* DIRECTIVES
1 - According to the press release on EMRISE's 2013 results, what were the company's overall net sales in the second quarter of 2013?
2 - Transcribe the passage of the press release on EMRISE's 2013 results starting at "DURHAM, NC –" and ending at "June 30, 2013.".
3 - List every dollar amount that appears in the press release on EMRISE's 2013 results.

--- Start of TEXT BLOCK ---

EX-99.1 2 ex99-1.htm EXHIBIT 99.1 Exhibit 99.1

 

 

CONTACT:

Allen & Caron Inc

Rene Caron (investors)

Len Hall (media)

(949) 474-4300

rene@allencaron.com

len@allencaron.com

 

EMRISE ANNOUNCES 2013 SECOND QUARTER AND SIX-MONTH Results

 

Reports Improved Gross Margins, Quarterly Income from Operations, Strong Backlog

 

DURHAM, NC – August 14, 2013 – EMRISE CORPORATION (OTCQB: EMRI), a multi-national manufacturer of defense and aerospace electronic devices and communications equipment, today announced financial results for its second quarter and first six months ended June 30, 2013.

 

Chairman and CEO Carmine T. Oliva said, “Even though net sales for the second quarter and first six months of this year were down year over year, we continued our focus on the Company’s turnaround. During the quarter, we achieved a substantial increase in operating profits and EBITDA compared to the same periods in 2012, significantly increased gross margins, reduced operating costs, and ended the quarter with a solid backlog.”

 

Overall net sales in this year’s second quarter were $8.1 million compared to $8.6 million in the second quarter of last year and $7.7 million in this year’s first quarter. For the first six months of 2013, overall net sales were $15.8 million compared to $16.1 million in the prior year’s first six months.

 

“The year-over-year reductions in net sales for the 2013 second quarter and first six months were principally due to a second quarter decline in sales in our Electronic Devices segment, which was partially offset by an increase in our Communications Equipment segment,” Oliva added. “We are, however, disappointed we were not able to offset the project timing issues that impacted sales in our Electronic Devices segment.”

--- End of TEXT BLOCK ---
--- Start of EXTRACTED INFORMATION ---

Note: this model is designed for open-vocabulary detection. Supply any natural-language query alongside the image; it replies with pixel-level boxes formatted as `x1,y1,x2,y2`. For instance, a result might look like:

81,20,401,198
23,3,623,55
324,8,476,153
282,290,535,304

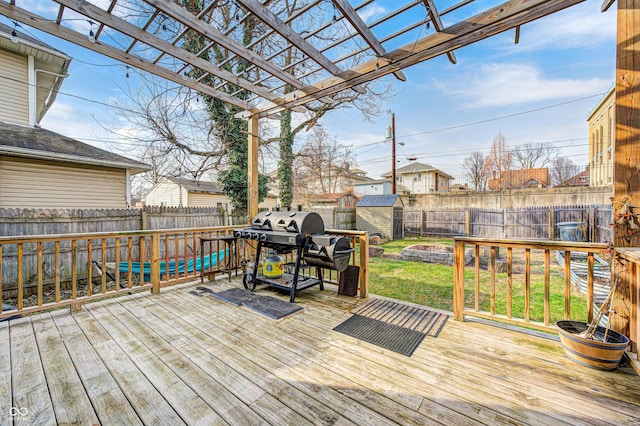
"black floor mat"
334,315,425,356
352,298,449,337
209,288,257,306
195,287,303,320
242,295,302,319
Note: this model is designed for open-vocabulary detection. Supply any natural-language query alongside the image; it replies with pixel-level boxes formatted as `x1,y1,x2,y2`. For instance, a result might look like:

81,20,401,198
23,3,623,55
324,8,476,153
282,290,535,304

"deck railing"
453,237,607,331
453,237,640,371
0,225,368,319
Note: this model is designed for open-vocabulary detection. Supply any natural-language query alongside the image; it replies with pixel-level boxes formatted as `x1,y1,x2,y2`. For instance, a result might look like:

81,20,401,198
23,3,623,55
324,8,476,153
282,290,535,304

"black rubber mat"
334,315,425,356
352,298,449,337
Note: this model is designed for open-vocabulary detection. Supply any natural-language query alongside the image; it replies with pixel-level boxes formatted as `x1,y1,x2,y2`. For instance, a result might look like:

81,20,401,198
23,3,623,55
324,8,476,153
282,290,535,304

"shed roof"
356,194,400,207
166,177,224,194
0,122,151,173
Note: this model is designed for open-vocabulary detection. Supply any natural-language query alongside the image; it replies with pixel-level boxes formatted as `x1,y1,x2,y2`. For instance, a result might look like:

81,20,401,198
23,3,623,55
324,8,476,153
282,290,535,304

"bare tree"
551,157,580,186
512,142,558,169
485,132,513,189
462,152,487,191
294,126,354,195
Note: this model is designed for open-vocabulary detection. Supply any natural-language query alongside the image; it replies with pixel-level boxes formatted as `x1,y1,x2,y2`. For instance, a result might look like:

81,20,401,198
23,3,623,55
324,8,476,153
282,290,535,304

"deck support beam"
612,0,640,366
247,114,259,223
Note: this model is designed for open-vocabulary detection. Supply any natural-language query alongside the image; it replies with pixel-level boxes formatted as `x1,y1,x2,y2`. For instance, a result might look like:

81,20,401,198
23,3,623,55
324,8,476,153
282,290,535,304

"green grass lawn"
369,237,587,323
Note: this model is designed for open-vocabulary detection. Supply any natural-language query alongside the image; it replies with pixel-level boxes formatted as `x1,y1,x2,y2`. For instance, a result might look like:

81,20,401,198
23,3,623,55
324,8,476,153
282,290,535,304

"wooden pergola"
0,0,640,336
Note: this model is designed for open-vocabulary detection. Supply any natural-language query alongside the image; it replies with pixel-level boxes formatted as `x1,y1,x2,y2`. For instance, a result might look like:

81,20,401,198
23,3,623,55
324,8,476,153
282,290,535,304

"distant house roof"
487,167,551,191
382,162,453,179
356,194,400,207
0,122,151,173
167,177,224,194
0,23,71,123
558,168,589,186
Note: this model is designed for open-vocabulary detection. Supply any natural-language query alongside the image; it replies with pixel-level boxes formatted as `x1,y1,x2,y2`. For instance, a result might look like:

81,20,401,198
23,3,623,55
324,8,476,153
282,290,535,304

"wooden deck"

--- End of EXTRACTED INFORMATION ---

* THE ANSWERS
1 - $8.1 million

2 -
DURHAM, NC – August 14, 2013 – EMRISE CORPORATION (OTCQB: EMRI), a multi-national manufacturer of defense and aerospace electronic devices and communications equipment, today announced financial results for its second quarter and first six months ended June 30, 2013.

3 - $8.1 million, $8.6 million, $7.7 million, $15.8 million, $16.1 million